[Start]
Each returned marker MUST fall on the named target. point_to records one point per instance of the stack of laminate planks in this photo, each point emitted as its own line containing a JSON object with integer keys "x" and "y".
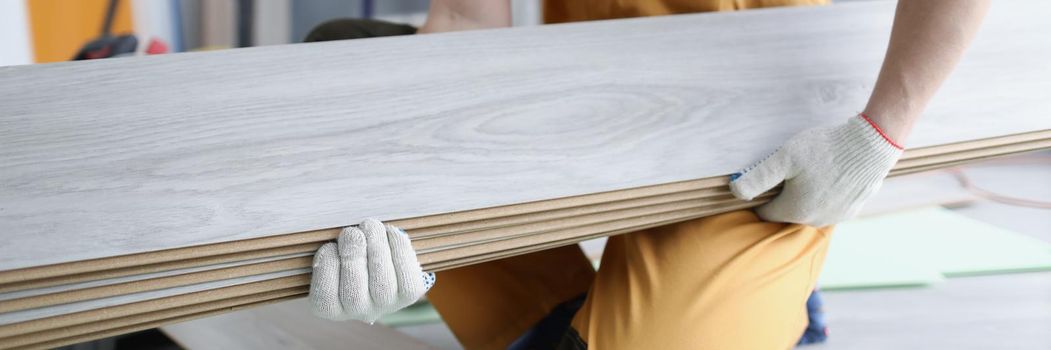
{"x": 188, "y": 185}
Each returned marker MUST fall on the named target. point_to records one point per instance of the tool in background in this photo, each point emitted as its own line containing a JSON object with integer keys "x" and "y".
{"x": 107, "y": 44}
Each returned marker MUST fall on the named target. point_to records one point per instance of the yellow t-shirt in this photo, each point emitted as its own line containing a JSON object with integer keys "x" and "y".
{"x": 575, "y": 11}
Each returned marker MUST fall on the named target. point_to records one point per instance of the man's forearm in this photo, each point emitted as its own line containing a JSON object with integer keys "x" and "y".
{"x": 467, "y": 15}
{"x": 926, "y": 42}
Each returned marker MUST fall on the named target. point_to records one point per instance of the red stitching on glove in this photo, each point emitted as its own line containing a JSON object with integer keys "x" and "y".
{"x": 878, "y": 129}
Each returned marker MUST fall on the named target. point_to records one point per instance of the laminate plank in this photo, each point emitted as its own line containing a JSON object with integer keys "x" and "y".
{"x": 50, "y": 332}
{"x": 289, "y": 324}
{"x": 467, "y": 250}
{"x": 130, "y": 156}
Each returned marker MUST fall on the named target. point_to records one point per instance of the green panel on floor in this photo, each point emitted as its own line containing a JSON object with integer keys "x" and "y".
{"x": 918, "y": 247}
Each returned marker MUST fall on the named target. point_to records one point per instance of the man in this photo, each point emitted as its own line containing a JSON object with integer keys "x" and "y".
{"x": 733, "y": 281}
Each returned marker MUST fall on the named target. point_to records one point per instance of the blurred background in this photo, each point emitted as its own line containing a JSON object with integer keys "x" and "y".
{"x": 54, "y": 31}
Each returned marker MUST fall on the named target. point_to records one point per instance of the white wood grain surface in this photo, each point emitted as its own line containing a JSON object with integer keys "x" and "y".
{"x": 123, "y": 156}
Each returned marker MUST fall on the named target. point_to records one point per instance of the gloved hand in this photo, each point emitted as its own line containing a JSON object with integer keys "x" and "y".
{"x": 828, "y": 173}
{"x": 370, "y": 271}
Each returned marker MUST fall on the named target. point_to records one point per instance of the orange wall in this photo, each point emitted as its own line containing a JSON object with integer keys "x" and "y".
{"x": 60, "y": 27}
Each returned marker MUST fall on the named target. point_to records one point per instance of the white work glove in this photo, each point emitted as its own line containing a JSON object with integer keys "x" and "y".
{"x": 370, "y": 271}
{"x": 828, "y": 173}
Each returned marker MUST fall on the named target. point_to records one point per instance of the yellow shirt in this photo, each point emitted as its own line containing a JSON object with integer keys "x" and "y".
{"x": 575, "y": 11}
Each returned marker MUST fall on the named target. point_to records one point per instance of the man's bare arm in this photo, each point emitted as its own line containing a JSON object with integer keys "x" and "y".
{"x": 927, "y": 40}
{"x": 467, "y": 15}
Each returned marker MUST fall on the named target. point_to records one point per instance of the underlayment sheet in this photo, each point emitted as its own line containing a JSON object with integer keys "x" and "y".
{"x": 923, "y": 246}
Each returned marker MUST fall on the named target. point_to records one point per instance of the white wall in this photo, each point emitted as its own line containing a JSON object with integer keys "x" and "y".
[End]
== CHALLENGE ==
Pictures are excluded; copy all other data exactly as shown.

== THE REPLY ==
Each returned marker MUST fall on the named target. point_to records one point per instance of the stack of laminate planks in this photo, each point emitted as its own line containing a JSON object with integer keys "x" and "y".
{"x": 188, "y": 185}
Each returned marker MUST fall on the named target. point_to records one point per instance of the tool in background in this photo, each point emitted as its own line containing a JSON object with integer keys "x" and "y".
{"x": 107, "y": 44}
Each returned marker MUST fall on the named target. point_to records one point per instance of the yellow t-shirt in this photo, each point emitted as its own line containing a JSON object with integer keys "x" and "y".
{"x": 575, "y": 11}
Each returned marker MUST fall on the named target. point_to records one point per instance of the man's forearm in this photo, each point emitted as its own line containing a JSON object with integer keys "x" and "y".
{"x": 467, "y": 15}
{"x": 926, "y": 42}
Each returned marker MUST fall on the named target. point_to records one point per instance of the red stitching on glove in this photo, each point emitted as its own line containing a JSON object with integer keys "x" and "y".
{"x": 878, "y": 129}
Each returned marker MUST fall on the named target. point_to records one point per instance of the laminate plank in this photo, each point emitted as its own line containing a JSON object with integer keys "x" and "y".
{"x": 50, "y": 332}
{"x": 289, "y": 324}
{"x": 467, "y": 250}
{"x": 130, "y": 156}
Each returned marker MUST fall on the named target. point_to records one point per instance of the green panel on floor in this photo, each point emitted as its own line containing a JSON object with integer keys "x" and "y".
{"x": 918, "y": 247}
Each returned marker MUST fall on the named target. point_to records one point per instance of the man in this photo, each point emitted as its own line containing a JSON object with integer keys "x" and "y".
{"x": 733, "y": 281}
Each returned marker MUST fall on the named target. point_to records one point per instance of the blurred background in this photo, each point emitted as its own line containing a JSON object with integer keys "x" and "y".
{"x": 54, "y": 31}
Each returned marker MUST fall on the named target. point_to records one point per instance of the white wood grain surface in this photo, each point emitted as its own line containing a JSON object with integer keys "x" and "y".
{"x": 123, "y": 156}
Each returned marker MUST fall on the named target. point_to records one point per instance of the gloved hand in this photo, each point emitted as its own line containing a JSON object with integer keys "x" and "y".
{"x": 828, "y": 173}
{"x": 370, "y": 271}
Each returned marker MUST fall on the named target. point_to records one point per instance of the orange wall in this photo, each point emitted as its own line containing a JSON object with integer keys "x" and "y".
{"x": 60, "y": 27}
Each returned marker MUST fall on the named target. point_to records one point per instance of the white work glove in this photo, each point emitted as its own line containing a JSON object with integer keys "x" and "y".
{"x": 370, "y": 271}
{"x": 828, "y": 173}
Each returned marker MUST fall on the named target. point_to records one point per instance of the yellow shirt in this photo, each point emitted as its own line containing a JSON object with integer keys "x" and "y".
{"x": 575, "y": 11}
Each returned marker MUST fall on the named target. point_to records one point per instance of the man's bare arm in this photo, each point emitted as its own line containing a JSON object with integer keys "x" and "y".
{"x": 927, "y": 40}
{"x": 467, "y": 15}
Each returned marker MUST fall on the named target. point_to records one point per instance of the underlayment sheet in this photo, each point emitted as its own line containing a JSON object with integer keys "x" and "y".
{"x": 923, "y": 246}
Each returned marker MUST fall on the named target. point_to records one point per instance of the white wall in this photo, each point emitted as its own line containing a JSON object with integer keys "x" and "y".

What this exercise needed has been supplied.